Records contained in a dataset:
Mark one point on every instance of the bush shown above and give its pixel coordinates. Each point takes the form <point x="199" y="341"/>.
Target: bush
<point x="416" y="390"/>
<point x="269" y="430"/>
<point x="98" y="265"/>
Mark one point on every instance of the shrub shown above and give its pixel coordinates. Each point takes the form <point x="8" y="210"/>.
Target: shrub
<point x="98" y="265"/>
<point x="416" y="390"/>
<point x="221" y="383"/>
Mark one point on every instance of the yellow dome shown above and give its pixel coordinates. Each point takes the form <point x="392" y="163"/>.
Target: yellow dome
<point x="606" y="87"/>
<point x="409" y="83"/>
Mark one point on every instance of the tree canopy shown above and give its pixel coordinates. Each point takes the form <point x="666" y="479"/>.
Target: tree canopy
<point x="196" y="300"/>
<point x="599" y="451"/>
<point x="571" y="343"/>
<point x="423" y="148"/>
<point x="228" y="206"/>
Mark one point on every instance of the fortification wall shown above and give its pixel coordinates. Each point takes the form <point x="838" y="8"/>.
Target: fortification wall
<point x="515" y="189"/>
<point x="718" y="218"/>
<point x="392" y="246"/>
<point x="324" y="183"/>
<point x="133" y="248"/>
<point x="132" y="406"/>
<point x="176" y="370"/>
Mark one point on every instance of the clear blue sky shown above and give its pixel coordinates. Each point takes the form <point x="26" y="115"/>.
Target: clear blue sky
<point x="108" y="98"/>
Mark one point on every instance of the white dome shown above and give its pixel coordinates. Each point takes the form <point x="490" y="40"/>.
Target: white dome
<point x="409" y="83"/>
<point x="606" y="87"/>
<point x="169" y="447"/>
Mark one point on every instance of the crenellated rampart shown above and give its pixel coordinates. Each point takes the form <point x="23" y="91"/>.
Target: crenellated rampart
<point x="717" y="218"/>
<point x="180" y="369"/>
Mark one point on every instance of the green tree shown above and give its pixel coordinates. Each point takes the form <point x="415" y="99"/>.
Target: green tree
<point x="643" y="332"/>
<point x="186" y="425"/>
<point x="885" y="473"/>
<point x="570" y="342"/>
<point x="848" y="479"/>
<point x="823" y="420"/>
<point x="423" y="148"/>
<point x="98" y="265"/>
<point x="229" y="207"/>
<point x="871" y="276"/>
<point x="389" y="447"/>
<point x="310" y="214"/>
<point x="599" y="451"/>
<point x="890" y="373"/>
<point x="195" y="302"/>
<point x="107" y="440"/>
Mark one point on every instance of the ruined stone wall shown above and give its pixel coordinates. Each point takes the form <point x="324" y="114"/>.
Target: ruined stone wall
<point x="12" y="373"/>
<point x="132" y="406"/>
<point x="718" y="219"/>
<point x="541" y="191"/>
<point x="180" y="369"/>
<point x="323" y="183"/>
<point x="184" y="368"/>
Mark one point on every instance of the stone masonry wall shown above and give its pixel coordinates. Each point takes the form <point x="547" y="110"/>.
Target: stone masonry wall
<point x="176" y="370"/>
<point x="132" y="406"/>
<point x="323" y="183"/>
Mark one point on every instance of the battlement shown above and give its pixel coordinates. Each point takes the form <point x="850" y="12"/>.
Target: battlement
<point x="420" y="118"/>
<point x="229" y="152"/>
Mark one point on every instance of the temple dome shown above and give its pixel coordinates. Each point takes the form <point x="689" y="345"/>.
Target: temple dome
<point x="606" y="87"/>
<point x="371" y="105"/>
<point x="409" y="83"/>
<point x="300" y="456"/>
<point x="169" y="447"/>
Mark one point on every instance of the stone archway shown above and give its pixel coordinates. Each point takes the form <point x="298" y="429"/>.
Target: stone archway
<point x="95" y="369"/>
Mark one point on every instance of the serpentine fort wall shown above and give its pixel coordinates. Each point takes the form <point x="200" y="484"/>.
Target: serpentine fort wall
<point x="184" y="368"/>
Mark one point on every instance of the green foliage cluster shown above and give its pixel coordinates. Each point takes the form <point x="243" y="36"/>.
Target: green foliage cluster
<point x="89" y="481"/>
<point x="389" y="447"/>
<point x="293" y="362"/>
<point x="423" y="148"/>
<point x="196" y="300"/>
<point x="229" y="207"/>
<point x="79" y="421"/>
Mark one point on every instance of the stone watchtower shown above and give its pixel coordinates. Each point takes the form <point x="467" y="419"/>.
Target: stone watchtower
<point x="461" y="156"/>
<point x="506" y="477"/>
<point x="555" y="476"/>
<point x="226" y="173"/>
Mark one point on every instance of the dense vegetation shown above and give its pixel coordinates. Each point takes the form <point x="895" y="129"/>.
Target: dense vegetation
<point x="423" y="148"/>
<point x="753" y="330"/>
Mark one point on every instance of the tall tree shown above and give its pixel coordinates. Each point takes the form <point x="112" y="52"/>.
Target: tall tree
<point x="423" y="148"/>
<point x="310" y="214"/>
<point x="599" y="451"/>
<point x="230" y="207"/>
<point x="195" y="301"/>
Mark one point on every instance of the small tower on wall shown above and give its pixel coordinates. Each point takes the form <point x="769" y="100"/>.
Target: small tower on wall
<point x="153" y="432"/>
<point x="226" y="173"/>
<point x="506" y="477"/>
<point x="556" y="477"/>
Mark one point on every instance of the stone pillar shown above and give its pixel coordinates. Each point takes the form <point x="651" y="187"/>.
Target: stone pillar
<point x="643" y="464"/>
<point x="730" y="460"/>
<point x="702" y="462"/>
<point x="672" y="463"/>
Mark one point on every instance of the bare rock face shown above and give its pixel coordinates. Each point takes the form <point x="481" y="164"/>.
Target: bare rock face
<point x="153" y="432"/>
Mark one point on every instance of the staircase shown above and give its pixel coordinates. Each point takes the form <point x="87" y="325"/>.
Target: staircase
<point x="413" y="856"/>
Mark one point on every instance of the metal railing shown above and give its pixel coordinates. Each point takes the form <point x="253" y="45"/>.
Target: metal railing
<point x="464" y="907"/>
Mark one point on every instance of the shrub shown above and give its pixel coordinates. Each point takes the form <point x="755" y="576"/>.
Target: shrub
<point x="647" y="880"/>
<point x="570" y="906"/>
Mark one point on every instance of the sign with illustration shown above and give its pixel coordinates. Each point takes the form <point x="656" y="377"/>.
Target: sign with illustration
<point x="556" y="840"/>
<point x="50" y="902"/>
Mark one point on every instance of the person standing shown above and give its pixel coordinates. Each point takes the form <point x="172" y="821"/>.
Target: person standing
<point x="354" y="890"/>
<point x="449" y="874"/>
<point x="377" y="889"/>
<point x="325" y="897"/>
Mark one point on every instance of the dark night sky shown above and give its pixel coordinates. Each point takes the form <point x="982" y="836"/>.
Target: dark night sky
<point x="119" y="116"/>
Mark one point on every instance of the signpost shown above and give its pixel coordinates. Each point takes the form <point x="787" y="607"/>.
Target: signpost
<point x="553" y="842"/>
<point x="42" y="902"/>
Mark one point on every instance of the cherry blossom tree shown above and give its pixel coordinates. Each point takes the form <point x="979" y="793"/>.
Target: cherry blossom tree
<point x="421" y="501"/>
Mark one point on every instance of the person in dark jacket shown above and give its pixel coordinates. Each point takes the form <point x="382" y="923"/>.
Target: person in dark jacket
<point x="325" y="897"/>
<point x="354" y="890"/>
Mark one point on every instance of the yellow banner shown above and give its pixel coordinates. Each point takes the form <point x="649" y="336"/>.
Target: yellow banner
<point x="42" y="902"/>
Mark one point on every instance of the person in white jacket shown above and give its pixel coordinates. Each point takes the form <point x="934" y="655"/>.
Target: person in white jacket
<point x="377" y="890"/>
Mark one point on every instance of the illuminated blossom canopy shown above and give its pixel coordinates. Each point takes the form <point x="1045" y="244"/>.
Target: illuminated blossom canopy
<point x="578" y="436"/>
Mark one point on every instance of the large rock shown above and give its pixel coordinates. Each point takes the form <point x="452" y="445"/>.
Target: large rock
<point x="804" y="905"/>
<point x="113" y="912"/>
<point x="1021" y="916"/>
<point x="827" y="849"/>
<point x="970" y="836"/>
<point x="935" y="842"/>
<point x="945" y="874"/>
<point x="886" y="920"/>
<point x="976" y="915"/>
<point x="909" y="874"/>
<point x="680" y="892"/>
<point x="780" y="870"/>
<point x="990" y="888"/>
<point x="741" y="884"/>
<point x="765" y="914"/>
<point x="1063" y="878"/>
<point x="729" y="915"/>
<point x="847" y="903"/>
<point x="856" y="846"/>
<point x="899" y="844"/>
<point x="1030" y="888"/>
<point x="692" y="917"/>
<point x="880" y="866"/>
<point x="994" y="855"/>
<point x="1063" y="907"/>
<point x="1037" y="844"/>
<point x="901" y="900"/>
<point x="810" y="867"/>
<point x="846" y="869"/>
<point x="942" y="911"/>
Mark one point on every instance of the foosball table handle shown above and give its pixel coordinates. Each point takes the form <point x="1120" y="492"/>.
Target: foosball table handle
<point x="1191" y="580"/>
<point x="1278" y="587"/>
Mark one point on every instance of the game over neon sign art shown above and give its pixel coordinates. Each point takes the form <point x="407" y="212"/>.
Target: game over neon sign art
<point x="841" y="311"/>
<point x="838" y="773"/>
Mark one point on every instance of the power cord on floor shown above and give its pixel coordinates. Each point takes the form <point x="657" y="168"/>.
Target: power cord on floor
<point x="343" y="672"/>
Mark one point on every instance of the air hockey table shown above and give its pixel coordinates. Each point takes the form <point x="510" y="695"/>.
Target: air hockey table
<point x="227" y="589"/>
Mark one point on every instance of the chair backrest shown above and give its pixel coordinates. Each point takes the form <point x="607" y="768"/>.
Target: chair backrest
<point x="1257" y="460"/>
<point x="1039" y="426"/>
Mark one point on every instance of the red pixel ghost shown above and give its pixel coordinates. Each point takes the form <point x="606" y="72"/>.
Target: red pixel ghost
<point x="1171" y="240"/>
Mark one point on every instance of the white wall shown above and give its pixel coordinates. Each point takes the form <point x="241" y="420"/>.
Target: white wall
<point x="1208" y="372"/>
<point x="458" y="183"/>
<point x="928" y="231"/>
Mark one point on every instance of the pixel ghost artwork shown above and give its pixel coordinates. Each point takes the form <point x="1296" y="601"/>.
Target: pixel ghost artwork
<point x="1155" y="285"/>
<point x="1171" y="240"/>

> [What to do]: Output the lines from the line containing "Mark one point on every instance of the red" to the end, both included; add nothing.

> [Response]:
Mark one point on every instance of the red pixel ghost shown above and give its pixel coordinates. Each point takes the form <point x="606" y="72"/>.
Target: red pixel ghost
<point x="1171" y="240"/>
Mark one point on every instance of the white wall shown above and give its pixel coordinates. Each point takes the form <point x="241" y="420"/>.
Target: white wall
<point x="1208" y="372"/>
<point x="458" y="183"/>
<point x="928" y="231"/>
Mark one point on every instance of the pixel ghost artwork shown above and give its pixel coordinates. Each point takes the form <point x="1296" y="601"/>.
Target: pixel ghost artwork
<point x="1155" y="285"/>
<point x="1171" y="240"/>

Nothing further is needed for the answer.